• [RECORDS SHOWN]:
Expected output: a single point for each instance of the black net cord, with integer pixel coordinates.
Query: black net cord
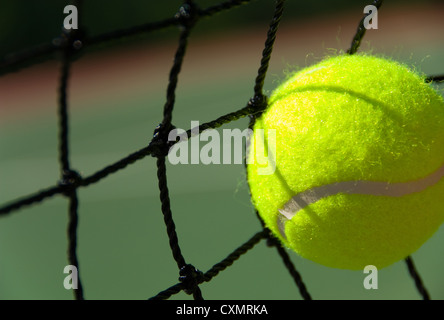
(416, 278)
(268, 49)
(360, 32)
(69, 178)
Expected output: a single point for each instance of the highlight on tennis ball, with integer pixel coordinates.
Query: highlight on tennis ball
(359, 155)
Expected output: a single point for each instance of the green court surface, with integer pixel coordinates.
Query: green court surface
(123, 246)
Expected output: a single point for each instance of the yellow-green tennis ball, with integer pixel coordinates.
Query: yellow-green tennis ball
(354, 166)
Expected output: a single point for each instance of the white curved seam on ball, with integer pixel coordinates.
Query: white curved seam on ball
(399, 189)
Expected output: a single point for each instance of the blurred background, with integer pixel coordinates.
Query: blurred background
(116, 96)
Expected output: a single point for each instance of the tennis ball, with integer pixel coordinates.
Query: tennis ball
(354, 152)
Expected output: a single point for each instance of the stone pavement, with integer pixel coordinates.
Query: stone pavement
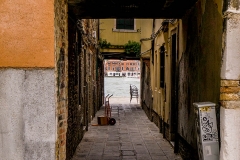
(132, 137)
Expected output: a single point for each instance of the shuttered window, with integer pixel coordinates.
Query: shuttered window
(125, 24)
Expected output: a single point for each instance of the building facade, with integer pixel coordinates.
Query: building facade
(190, 59)
(116, 68)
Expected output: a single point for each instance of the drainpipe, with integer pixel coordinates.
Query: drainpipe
(152, 47)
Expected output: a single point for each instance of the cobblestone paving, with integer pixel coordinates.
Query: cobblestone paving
(133, 137)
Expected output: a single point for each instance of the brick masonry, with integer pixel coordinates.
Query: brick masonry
(84, 76)
(61, 72)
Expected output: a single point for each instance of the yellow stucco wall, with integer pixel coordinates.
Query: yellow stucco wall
(26, 33)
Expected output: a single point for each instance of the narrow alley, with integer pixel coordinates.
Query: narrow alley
(133, 136)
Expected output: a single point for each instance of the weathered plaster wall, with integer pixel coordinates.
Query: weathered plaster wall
(230, 85)
(27, 117)
(26, 33)
(61, 73)
(199, 68)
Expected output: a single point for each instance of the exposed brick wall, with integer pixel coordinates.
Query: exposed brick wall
(85, 83)
(61, 72)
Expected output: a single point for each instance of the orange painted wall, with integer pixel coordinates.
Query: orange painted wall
(27, 33)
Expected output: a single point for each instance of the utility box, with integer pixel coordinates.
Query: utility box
(207, 132)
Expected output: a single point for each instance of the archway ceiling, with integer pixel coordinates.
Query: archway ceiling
(129, 8)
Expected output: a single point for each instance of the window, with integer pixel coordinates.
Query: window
(162, 66)
(125, 24)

• [GOAL]: Please output all the lines above as a two-column CSV with the headers line_text and coordinates. Give one row per line, with its text and its answer each in a single quoted field, line breaks turned into spaces, and the pictures left out.

• [ANSWER IN FULL]:
line_text,coordinates
"Expected output: a single point for each instance of the black net cord, with integer pixel coordinates. Query: black net cord","(416, 278) (268, 49) (360, 32) (69, 178)"
"Expected output: a single point for each instance of the highlight on tennis ball, with integer pixel coordinates. Query: highlight on tennis ball","(359, 155)"
"Expected output: a single point for each instance of the green court surface, with integer pixel coordinates. Query: green court surface","(123, 246)"
"Expected output: a single point for each instance of the yellow-green tennis ball, with integer pixel coordinates. Query: yellow-green tennis ball","(354, 166)"
"Expected output: a single point for each instance of the white curved seam on ball, with integer pixel coordinates. Query: white curved seam on ball","(399, 189)"
"Expected output: a single point for each instance of the blurred background, with integer pixel coordinates. Query: blurred background","(116, 96)"
"Expected output: a single point for each instance of the tennis ball, with integer pixel coordinates. Query: tennis ball","(354, 152)"
"Expected output: a single point for each instance of the stone pavement, with integer pixel coordinates. Query: stone pavement","(132, 137)"
"Expected output: a single point for each instance of the shuttered window, with integer pixel coordinates. Query: shuttered window","(125, 24)"
"Expected output: a single point for each instance of the building facade, with integer pixel coordinates. Query: building facade","(190, 59) (116, 68)"
"Expected output: a single point for each instance of the drainpipe, with integer pixel coordinates. Query: drainpipe","(152, 47)"
"Expected output: a single point for each instance of the cobblestone paving, with integer pixel coordinates. Query: cobblestone paving","(133, 137)"
"Expected output: a single point for each instance of the brick masonry, with integer pixel coordinates. Query: brick masonry","(84, 76) (61, 72)"
"Expected output: a single point for each instance of the yellow stucco wall, with integer pixel coordinates. Query: yellow stucco wall","(26, 33)"
"Expected output: a single point for each instance of the narrow alley, with integer pixel coordinates. Query: narrow alley","(133, 136)"
"Expected output: a single point for each instance of the weathered plaster wall, with integer pixel coordinates. Query: weathered plaster wall","(230, 85) (27, 117) (26, 33) (61, 73) (199, 68)"
"Expected output: a single point for each instance of the exposed brick wall, with integer pixel coordinates. Query: exposed brick wall","(85, 83) (61, 72)"
"Expected output: a single point for each instance of the orange painted wall, with integer pixel coordinates. Query: orange painted wall","(27, 33)"
"Expected output: a single point for each instance of the utility box, with integer pixel coordinates. Query: utility box","(207, 132)"
"Expected output: a single point for each instance of the archway ceiling, with integer pixel coordinates. Query: archway ceiling","(129, 8)"
"Expected output: a single point for each instance of the window, with integer pixel coordinates. Query: window","(162, 66) (125, 24)"